Saved data entries
○ ○ ○ ○

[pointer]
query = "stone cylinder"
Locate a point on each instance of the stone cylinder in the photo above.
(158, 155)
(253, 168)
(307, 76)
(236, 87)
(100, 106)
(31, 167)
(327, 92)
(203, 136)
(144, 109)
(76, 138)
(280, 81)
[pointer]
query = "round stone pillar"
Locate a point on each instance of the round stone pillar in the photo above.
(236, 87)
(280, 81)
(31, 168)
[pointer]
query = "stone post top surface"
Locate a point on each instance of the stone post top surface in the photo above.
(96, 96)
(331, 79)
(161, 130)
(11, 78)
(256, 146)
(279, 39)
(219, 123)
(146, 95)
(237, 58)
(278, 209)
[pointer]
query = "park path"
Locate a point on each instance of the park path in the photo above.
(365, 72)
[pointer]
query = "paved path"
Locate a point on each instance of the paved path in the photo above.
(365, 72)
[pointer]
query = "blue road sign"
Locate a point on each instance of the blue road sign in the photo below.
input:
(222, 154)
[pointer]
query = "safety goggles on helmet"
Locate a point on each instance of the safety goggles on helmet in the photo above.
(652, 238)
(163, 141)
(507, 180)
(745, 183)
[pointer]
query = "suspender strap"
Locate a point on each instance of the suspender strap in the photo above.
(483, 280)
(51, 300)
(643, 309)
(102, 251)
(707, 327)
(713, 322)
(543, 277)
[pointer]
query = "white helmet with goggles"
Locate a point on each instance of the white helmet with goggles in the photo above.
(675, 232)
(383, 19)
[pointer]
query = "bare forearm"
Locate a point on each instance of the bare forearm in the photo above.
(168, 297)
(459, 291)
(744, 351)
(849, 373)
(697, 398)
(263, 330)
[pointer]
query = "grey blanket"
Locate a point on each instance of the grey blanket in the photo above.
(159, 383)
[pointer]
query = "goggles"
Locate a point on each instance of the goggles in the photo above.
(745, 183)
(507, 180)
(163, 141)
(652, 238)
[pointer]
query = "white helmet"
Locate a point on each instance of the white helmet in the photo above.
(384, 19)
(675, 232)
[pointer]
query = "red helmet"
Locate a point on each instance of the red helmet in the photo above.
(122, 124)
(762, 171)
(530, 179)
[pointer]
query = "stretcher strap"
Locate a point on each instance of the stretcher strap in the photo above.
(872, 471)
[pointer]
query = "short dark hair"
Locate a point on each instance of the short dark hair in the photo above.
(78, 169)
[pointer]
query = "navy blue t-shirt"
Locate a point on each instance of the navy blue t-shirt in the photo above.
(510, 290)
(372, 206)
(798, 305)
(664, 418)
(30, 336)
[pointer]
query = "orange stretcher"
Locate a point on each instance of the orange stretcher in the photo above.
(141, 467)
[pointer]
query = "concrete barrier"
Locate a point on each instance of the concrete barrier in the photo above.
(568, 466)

○ ○ ○ ○

Repeat every record exactly, so that nothing is lost or altered.

[pointer]
query = "stone cylinder"
Locate a point on each instance of the stone cylinder in the photo above.
(158, 155)
(253, 168)
(307, 76)
(236, 87)
(100, 106)
(31, 167)
(327, 92)
(203, 136)
(144, 109)
(76, 138)
(280, 81)
[pointer]
query = "round stone pillar"
Locate a point on each instance of the round stone pillar in the photo above.
(236, 87)
(280, 81)
(31, 168)
[pointer]
query = "stone post top surface"
Locate a point on each instance of the stone post top surface in the photo above.
(96, 96)
(331, 79)
(161, 130)
(11, 78)
(256, 146)
(279, 39)
(219, 123)
(146, 95)
(237, 58)
(278, 209)
[pointer]
query = "park path"
Locate a point on each instance of the park path in the photo above.
(365, 72)
[pointer]
query = "paved path"
Locate a point on each instance of the paved path in the photo above.
(365, 72)
[pointer]
query = "blue road sign"
Locate a point on each instance of the blue road sign in the photo below.
input:
(222, 154)
[pointer]
query = "safety goggles on helmet"
Locate a point on each instance of the safety goggles on helmet in the photo above.
(652, 238)
(163, 141)
(507, 180)
(745, 183)
[pointer]
query = "suspender strap"
Locate a point on each instance of the suspender strap in the photo above.
(483, 280)
(51, 300)
(643, 309)
(102, 251)
(707, 327)
(713, 322)
(543, 277)
[pointer]
query = "white helmet with goggles"
Locate a point on each instance of the white helmet with goggles in the photo above.
(675, 232)
(383, 19)
[pointer]
query = "bare forearm"
Locate a point on each instance of the bare forearm in the photo above.
(168, 297)
(459, 291)
(744, 351)
(849, 373)
(697, 398)
(263, 330)
[pointer]
query = "grey blanket"
Locate a point on each instance of the grey blanket in the photo above.
(159, 383)
[pointer]
query = "goggles"
Locate a point on each instance of the goggles in the photo above.
(745, 183)
(507, 180)
(163, 141)
(652, 238)
[pointer]
query = "white helmet"
Locate a point on each instance of the white helmet in the photo above.
(384, 19)
(675, 232)
[pointer]
query = "red helmet"
Locate a point on each instance of the red helmet in the photo above.
(122, 124)
(762, 171)
(530, 179)
[pointer]
query = "stretcher strap"
Locate a point on each instance of the stretcher strap in the photo above.
(872, 471)
[pointer]
query = "short dark hair"
Locate a point on each instance of the short dark hair in the photo above.
(78, 169)
[pointer]
query = "navy blue t-shirt"
Locate a point on each instance of the navy blue t-shirt in the photo above.
(510, 290)
(372, 206)
(798, 305)
(664, 418)
(30, 336)
[pointer]
query = "orange stretcher"
Locate a point on each instance of the orange stretcher in the photo above.
(141, 467)
[pointer]
query = "concrete barrier"
Locate a point on each instance of the concrete barrier in the photo above.
(568, 466)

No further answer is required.